**Input data**:
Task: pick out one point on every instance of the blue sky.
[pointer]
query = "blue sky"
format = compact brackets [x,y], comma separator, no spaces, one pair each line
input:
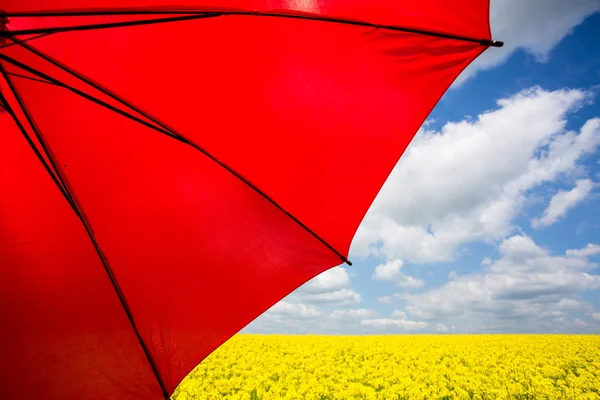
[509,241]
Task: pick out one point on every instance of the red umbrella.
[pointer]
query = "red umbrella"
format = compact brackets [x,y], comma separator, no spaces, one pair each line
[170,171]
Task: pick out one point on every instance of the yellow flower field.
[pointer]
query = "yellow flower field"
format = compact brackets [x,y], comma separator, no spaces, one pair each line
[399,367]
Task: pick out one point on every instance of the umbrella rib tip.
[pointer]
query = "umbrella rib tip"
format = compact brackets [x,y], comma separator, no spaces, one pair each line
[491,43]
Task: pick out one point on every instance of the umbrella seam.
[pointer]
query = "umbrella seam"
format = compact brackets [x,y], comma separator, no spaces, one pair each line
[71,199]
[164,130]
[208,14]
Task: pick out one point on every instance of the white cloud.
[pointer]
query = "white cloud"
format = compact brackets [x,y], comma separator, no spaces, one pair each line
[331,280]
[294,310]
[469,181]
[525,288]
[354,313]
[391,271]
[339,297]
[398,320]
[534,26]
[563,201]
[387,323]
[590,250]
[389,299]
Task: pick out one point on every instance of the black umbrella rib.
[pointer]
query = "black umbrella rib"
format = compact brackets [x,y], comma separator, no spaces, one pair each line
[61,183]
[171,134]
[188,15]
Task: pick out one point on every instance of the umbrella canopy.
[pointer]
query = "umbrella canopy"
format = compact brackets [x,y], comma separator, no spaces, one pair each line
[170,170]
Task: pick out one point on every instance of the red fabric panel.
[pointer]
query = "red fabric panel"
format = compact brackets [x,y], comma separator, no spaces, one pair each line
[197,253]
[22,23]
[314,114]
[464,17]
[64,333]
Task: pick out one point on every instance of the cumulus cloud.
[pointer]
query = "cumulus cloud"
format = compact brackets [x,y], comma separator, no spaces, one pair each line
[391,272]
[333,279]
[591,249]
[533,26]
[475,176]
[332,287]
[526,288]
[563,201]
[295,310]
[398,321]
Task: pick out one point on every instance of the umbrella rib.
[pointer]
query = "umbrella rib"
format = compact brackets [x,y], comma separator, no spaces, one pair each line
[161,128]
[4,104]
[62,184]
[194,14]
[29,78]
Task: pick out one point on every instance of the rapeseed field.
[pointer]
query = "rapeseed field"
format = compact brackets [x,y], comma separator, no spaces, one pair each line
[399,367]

---

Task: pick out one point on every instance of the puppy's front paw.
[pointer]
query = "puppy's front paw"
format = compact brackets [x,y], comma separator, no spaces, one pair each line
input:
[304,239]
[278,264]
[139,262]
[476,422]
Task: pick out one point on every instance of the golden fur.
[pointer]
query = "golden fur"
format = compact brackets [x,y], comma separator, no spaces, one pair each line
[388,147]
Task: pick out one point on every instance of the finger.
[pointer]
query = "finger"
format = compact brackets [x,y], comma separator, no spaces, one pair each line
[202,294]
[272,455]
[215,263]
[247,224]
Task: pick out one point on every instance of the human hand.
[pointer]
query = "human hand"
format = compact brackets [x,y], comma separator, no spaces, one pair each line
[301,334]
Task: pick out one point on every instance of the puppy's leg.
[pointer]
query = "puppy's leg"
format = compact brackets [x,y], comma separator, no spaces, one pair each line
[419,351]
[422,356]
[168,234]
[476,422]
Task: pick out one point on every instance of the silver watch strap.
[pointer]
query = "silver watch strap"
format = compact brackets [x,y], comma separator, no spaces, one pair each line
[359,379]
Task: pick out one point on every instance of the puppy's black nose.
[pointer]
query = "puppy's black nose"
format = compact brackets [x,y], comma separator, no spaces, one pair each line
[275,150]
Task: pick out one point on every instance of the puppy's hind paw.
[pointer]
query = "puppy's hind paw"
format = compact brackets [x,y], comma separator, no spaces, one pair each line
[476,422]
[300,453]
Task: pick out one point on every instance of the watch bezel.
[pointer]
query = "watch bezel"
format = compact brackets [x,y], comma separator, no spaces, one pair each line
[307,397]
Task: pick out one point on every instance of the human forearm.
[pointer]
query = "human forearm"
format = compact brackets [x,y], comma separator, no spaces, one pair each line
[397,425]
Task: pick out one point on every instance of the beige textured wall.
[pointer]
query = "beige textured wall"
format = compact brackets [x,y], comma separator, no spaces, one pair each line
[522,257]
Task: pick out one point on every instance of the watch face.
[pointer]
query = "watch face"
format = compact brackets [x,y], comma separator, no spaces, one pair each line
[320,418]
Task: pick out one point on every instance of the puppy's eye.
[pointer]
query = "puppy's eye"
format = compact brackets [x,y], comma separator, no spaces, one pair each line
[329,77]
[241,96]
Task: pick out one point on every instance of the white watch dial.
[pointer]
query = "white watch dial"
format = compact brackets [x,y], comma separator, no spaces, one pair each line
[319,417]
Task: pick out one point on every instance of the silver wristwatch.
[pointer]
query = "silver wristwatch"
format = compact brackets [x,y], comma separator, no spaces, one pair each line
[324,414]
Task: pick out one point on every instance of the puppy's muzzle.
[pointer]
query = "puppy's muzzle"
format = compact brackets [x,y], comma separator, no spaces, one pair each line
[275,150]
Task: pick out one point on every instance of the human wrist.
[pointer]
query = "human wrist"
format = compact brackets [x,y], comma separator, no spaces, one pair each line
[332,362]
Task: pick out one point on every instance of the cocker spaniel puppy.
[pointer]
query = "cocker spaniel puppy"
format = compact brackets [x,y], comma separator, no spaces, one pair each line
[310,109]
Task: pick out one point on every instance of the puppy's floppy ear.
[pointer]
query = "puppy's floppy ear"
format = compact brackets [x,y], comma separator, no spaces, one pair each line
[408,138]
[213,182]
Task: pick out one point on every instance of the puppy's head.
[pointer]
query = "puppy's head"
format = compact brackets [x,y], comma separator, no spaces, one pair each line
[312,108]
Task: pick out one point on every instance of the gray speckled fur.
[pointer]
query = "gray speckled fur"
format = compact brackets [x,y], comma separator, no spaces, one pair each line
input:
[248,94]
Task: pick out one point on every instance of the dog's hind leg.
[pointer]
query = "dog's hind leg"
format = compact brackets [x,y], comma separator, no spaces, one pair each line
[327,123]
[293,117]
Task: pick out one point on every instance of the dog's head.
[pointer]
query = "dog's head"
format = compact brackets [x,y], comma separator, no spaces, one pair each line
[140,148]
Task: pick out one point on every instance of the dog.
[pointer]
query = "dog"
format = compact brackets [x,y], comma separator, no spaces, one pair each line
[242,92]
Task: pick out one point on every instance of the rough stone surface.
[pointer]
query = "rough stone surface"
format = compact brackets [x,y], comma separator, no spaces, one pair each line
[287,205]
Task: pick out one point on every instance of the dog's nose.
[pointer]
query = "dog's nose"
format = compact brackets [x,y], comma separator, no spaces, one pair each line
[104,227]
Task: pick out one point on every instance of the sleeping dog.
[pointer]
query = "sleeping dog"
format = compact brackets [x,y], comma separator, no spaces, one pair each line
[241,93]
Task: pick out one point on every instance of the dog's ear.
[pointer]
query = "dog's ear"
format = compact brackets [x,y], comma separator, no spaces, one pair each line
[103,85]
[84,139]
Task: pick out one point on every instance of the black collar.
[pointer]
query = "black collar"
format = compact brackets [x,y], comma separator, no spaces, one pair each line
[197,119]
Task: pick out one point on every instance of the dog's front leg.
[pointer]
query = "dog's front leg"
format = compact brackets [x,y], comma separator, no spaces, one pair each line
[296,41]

**Aim of the exercise**:
Where a line in the entries holds "silver", copy that line.

**Your solution**:
Task: pick out one point on every instance of the silver watch strap.
query = "silver watch strap"
Task: pick out one point on every instance of the silver wristwatch.
query = "silver wristwatch"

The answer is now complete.